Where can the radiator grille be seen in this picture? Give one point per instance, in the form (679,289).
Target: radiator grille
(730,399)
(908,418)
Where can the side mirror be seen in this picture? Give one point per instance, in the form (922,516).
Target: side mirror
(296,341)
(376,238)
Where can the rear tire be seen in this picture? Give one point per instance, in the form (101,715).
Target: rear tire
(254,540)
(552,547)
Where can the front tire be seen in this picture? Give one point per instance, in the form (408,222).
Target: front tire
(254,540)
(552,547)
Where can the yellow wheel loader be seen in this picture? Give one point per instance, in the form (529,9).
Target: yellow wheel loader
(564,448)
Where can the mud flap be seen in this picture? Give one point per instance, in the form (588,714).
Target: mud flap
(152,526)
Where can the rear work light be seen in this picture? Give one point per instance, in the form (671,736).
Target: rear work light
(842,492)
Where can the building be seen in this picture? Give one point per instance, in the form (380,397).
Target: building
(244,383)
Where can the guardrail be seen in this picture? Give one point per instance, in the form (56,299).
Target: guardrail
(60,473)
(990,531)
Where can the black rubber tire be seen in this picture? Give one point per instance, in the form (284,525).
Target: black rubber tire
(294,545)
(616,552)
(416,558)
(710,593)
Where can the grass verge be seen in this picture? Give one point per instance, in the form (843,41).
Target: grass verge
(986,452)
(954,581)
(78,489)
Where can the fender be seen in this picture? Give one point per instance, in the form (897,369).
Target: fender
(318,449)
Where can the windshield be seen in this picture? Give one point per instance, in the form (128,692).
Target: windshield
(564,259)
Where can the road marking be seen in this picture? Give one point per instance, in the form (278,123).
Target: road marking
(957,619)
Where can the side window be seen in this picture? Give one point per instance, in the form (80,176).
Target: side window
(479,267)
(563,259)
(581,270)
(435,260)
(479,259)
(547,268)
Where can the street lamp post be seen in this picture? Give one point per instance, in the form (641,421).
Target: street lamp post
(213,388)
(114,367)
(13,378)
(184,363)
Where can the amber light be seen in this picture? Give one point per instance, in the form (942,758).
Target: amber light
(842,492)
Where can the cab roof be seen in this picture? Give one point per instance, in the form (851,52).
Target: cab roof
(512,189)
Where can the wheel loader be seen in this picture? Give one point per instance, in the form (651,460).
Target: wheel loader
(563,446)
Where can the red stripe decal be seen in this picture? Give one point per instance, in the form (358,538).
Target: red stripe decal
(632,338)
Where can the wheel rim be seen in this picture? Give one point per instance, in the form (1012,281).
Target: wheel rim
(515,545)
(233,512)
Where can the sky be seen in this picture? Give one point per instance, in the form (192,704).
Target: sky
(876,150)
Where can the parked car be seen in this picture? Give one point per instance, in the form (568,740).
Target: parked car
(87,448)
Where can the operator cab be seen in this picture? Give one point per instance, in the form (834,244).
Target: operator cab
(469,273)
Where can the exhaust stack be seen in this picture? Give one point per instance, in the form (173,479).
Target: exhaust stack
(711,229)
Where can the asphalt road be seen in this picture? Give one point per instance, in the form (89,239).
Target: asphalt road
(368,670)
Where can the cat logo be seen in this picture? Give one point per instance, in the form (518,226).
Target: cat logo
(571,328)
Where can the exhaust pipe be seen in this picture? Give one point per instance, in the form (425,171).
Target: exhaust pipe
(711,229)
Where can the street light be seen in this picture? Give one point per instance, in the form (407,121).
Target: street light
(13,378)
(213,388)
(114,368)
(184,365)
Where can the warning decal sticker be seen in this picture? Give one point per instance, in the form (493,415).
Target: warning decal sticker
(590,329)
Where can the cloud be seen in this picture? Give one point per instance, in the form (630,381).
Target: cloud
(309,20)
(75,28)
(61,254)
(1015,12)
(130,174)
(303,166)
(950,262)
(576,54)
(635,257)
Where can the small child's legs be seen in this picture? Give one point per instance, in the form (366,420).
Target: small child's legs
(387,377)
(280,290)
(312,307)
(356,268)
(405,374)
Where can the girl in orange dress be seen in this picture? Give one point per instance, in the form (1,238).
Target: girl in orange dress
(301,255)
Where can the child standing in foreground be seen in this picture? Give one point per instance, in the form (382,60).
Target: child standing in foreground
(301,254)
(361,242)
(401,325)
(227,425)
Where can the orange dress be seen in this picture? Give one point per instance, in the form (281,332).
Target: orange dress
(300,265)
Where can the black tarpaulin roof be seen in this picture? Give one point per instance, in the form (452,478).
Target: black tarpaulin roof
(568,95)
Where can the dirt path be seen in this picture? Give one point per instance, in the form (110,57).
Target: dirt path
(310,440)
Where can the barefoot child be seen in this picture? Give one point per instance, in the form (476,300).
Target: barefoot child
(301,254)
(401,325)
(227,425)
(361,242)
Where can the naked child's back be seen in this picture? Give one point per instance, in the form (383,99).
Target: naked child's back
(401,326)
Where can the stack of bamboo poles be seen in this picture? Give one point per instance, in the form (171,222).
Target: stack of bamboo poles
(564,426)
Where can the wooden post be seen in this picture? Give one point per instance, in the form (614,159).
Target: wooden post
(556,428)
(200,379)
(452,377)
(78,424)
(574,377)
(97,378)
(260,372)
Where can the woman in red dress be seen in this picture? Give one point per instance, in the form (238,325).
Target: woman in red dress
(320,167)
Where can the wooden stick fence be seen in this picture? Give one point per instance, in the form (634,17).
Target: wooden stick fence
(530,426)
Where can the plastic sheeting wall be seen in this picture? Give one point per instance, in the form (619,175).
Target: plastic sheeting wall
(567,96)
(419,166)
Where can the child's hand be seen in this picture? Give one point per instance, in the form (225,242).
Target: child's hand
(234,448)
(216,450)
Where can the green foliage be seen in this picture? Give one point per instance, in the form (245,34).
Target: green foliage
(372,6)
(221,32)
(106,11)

______

Your answer must be an exact copy of all the entries.

Where can the radiator grille be seen in this picture? Give one point per instance, in the form (679,289).
Target: radiator grille
(730,399)
(908,418)
Where can the side mirror be seen in this picture? Give one point per instance, in the form (922,516).
Target: side mirror
(296,341)
(376,238)
Where can the rear tire be seen in this picture? Give one point per instance, in the form (101,715).
Target: rear tire
(254,540)
(552,547)
Where can the front tire be seen in this picture? Give one point per instance, in the form (408,222).
Target: front tire
(254,540)
(552,547)
Where can the yellow wheel loader be seen in this picture? Give one point per instance, in the form (529,9).
Target: yellow wheel loader
(564,448)
Where can the mud flap be seen in this picture? Give one point per instance, in the form (588,714).
Target: mud flap
(152,526)
Where can the rear work light be seen in this picture? Give one point per instance, in the form (671,736).
Target: rear work light
(842,492)
Where can the building be seen in this picture? Give one point per instance, in the form (380,397).
Target: building
(244,383)
Where can the guardrail be seen in this picture? Give one point per instance, in the form (56,299).
Target: guardrail
(60,473)
(990,531)
Where can the black rubber tire be seen in this picture? Give one point per instance, in the form (284,525).
Target: black rubber tire
(294,545)
(616,552)
(416,558)
(710,593)
Where can the grass verge be seen in this picture? Give one point per instance, in the form (843,41).
Target: grass verge
(986,452)
(954,581)
(78,489)
Where can the fender be seen in this picture? Give one point per instance, in the form (897,369).
Target: fender
(318,449)
Where can the windshield be seen in this picture? Give one point per instance, in the form (128,692).
Target: windshield
(564,259)
Where can the road marking be seen in this picture? Give one point per instance, in the form (278,123).
Target: road marking
(957,619)
Where can the side window be seen in this picture? Give one point per instance, in the form (80,176).
Target: side window
(479,267)
(563,259)
(581,270)
(435,260)
(479,259)
(547,268)
Where can the street lamp post be seen in this picture? Give one point per instance, in the form (641,421).
Target: street lamp post
(213,388)
(114,367)
(13,378)
(184,363)
Where can the amber light be seen in this picture? Give one point per instance, in the form (942,758).
Target: amber light
(842,492)
Where can the cab roof be seen in this picture? Give one point per instance, in the form (851,52).
Target: cab roof
(512,189)
Where can the wheel loader be seen in this picture? Give one point per instance, in the form (651,460).
Target: wheel loader
(563,446)
Where can the red stripe decal be seen in this picture? Give one point per instance, in the form (358,538).
Target: red stripe decal
(632,338)
Where can the wheel rim be seen in this picture? Give one point per instance, in the form (1012,281).
Target: wheel rim
(515,545)
(233,512)
Where can the sky be seen in this picture? Give one point per instance, in the form (192,704).
Target: sky
(876,150)
Where can the parked car be seen in this picture? Give one point per instance, in the form (568,740).
Target: parked car
(87,448)
Where can the operator cab be seen in this picture? Give one point per instance, in the form (834,244).
Target: operator cab
(469,273)
Where can the exhaust stack be seen in this picture? Give one point per instance, in the form (173,479).
Target: exhaust stack
(711,229)
Where can the asphalt road be seen in this picture? Give one point per instance, in the form (89,239).
Target: asphalt road
(368,670)
Where can the cat logo be seen in this picture? Give one point per instance, in the form (518,226).
Target: cat logo
(571,328)
Where can the exhaust pipe be seen in this picture? Give one point per instance, in the form (425,171).
Target: exhaust pipe
(711,229)
Where can the street light be seen in this picture? Give one point per instance, in the form (407,121).
Target: street light
(13,378)
(213,388)
(114,368)
(184,365)
Where can the warning decal sticker be seen in this picture? Give one point per instance, in the form (493,415).
Target: warning decal sticker
(590,329)
Where can the cloud be seen in this picture? Give one point per instance, in the form (630,381).
Target: cloud
(309,20)
(75,28)
(61,254)
(1015,12)
(130,174)
(303,166)
(950,262)
(576,54)
(635,257)
Where can the small child's legs be seen in this picture? Give one point per instance, in the form (366,420).
Target: small child's legs
(387,377)
(280,290)
(312,307)
(356,268)
(405,374)
Where can the girl in orange dress be seen in this picture? Give one point per instance, in the form (1,238).
Target: girl in orange dress
(301,255)
Where can the child standing in foreground be seen in this picture? Give one point per instance, in the form (382,60).
Target: child standing in foreground
(301,254)
(361,242)
(401,325)
(227,425)
Where can the orange dress be seen in this picture? Give one point per instance, in the form (281,332).
Target: orange dress
(300,265)
Where can the black tarpaulin roof be seen in this picture? Give one point per instance, in the form (452,478).
Target: black tarpaulin roof
(568,95)
Where can the dirt path be seen in this picture? Give one point per instance, in the form (110,57).
Target: dirt path
(310,440)
Where can the barefoot child be seen in this picture? Give one point per instance, in the form (476,300).
Target: barefoot child
(301,254)
(401,325)
(227,425)
(361,242)
Where can the naked child's back be seen in this picture? Give one point per instance, in the form (383,99).
Target: naked child's back
(401,326)
Where can the stack of bamboo poles be seen in this picture? Give one point per instance, in the form (171,222).
Target: stack of bamboo poles
(564,426)
Where can the wooden post be seen in this picture? Give one point per instance, in the form (614,159).
Target: wooden post
(556,428)
(200,379)
(452,377)
(78,424)
(574,377)
(97,378)
(260,372)
Where can the woman in red dress be seen in this picture? Give one point per instance, in the form (238,325).
Target: woman in red dress
(320,167)
Where can the wooden stick fence be seen in this picture? Give one point per instance, in the form (634,17).
Target: wooden stick fence
(530,426)
Where can the plastic sheeting wall be seen in this picture? Give one point per instance, in the form (619,175).
Target: plastic sheeting wall
(567,96)
(419,166)
Where can the child's hand be seen in this picture? Give one point per instance, in the form (225,242).
Target: child's hand
(234,448)
(216,450)
Where can the green foliage be seen in this picture? Give one point per instance, in the form (245,34).
Target: green foliage
(372,6)
(221,32)
(106,11)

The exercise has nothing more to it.